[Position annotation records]

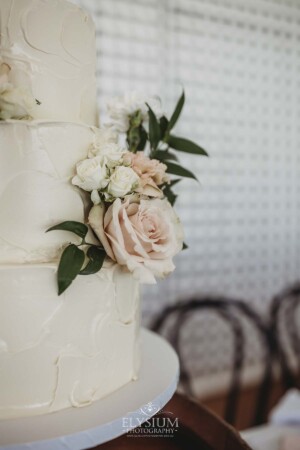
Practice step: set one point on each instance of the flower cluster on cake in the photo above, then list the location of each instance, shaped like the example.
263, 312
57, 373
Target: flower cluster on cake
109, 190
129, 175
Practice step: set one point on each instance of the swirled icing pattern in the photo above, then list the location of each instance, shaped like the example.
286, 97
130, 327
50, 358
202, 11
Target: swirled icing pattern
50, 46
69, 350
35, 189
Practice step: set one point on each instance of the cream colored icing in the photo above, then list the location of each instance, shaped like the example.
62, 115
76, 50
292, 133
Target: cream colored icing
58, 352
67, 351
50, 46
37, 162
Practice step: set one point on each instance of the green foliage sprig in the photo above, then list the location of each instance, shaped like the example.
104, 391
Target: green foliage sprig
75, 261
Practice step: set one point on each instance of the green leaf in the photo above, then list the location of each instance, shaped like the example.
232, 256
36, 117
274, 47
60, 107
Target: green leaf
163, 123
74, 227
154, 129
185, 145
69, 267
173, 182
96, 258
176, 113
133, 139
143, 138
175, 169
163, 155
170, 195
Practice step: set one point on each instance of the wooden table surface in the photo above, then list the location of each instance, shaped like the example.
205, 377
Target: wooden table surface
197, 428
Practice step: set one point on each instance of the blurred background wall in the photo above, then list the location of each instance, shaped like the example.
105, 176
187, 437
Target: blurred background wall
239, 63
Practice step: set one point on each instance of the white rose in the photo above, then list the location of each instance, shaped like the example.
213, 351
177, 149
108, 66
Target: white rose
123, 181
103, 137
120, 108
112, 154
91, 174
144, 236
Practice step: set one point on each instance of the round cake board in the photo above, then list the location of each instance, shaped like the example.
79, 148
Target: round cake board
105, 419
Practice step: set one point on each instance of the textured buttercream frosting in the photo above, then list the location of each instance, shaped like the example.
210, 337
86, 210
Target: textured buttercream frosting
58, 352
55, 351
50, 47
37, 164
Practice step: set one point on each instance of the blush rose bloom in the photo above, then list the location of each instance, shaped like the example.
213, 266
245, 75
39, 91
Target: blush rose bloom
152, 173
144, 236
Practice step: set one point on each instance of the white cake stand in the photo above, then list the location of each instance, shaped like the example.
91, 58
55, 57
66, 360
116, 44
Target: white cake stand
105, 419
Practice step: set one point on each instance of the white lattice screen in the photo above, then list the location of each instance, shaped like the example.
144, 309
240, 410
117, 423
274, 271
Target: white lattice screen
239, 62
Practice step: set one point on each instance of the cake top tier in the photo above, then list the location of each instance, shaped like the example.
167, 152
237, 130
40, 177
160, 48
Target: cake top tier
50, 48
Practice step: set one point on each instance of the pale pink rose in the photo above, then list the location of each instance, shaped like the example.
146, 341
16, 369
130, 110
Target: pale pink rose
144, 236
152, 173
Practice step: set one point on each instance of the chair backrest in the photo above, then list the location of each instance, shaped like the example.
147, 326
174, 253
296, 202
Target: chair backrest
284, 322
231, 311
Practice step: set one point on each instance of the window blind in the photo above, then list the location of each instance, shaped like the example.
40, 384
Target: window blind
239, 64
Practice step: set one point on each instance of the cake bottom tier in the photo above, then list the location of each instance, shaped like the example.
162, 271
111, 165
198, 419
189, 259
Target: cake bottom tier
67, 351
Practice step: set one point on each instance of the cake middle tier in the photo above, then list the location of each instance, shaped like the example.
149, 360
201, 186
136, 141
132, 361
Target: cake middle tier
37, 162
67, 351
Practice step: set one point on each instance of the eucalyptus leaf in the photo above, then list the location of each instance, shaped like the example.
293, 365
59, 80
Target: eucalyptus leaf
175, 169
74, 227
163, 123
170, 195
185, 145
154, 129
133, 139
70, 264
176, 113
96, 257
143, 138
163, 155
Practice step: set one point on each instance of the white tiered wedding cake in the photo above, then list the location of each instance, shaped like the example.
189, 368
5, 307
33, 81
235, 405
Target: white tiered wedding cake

==

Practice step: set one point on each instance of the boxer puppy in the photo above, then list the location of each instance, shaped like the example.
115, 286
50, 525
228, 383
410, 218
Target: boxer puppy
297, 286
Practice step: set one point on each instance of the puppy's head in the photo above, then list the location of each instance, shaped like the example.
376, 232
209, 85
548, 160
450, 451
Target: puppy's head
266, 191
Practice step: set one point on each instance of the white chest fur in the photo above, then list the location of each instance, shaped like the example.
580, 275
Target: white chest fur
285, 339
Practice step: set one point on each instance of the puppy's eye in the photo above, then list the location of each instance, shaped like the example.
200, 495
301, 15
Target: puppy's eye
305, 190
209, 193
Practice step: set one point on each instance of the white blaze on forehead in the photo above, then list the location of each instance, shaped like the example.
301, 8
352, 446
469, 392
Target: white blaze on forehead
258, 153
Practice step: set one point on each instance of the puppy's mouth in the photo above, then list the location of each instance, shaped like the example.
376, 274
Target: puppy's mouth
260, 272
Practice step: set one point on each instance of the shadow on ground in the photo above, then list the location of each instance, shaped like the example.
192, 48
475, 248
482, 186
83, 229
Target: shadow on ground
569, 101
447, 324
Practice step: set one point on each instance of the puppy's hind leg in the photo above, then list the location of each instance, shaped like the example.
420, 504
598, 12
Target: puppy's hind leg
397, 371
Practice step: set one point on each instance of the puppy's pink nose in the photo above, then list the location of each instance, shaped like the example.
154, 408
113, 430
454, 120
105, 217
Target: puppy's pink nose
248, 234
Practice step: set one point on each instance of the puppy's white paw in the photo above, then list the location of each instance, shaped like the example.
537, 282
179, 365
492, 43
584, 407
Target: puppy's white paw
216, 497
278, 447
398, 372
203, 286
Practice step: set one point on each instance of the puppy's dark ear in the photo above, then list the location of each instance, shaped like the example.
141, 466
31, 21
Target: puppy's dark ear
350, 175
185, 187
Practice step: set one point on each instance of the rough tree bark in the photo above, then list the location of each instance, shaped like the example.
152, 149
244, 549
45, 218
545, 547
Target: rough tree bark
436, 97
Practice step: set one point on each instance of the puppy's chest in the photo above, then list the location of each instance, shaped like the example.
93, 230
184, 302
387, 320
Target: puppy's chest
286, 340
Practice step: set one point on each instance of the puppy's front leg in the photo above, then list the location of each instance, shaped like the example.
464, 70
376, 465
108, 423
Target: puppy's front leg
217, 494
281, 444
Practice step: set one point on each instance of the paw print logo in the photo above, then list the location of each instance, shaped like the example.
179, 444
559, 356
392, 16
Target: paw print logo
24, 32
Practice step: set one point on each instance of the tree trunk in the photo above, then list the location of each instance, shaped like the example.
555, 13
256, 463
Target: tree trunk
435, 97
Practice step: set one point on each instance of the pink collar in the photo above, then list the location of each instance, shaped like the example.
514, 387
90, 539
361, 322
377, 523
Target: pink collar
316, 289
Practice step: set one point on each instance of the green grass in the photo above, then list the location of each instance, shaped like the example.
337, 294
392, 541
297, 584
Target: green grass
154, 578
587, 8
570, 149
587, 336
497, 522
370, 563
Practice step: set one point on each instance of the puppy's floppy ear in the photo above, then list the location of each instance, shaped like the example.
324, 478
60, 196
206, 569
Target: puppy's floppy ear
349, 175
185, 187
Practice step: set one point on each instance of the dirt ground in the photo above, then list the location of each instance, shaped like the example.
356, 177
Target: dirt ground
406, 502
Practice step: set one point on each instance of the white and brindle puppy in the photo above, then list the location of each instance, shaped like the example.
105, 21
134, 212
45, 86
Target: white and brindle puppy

---

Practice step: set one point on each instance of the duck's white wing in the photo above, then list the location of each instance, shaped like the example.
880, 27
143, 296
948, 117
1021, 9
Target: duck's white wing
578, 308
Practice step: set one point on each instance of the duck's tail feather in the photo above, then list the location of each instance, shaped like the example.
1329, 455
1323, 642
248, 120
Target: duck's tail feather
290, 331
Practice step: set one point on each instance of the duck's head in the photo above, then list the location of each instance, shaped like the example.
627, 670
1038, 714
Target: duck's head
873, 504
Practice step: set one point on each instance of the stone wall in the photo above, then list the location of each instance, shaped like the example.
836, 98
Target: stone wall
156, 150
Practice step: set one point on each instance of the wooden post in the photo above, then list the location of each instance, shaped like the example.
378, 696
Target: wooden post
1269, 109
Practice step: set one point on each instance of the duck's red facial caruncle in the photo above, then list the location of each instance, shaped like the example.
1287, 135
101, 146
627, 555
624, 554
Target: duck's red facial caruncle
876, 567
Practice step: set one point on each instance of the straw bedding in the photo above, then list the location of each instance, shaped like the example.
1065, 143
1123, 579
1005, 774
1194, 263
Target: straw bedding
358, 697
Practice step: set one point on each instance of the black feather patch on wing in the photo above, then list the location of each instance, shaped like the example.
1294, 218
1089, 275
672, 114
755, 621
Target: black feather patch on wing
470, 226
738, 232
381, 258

Short exercise :: From the records above, extract every line that contains the string "buttercream".

Written reply ::
Practice step: set one point on each instance of the textured buttercream frosting in the photo above, then list the location of each instance, shaped like the example.
Target: textured buttercream frosting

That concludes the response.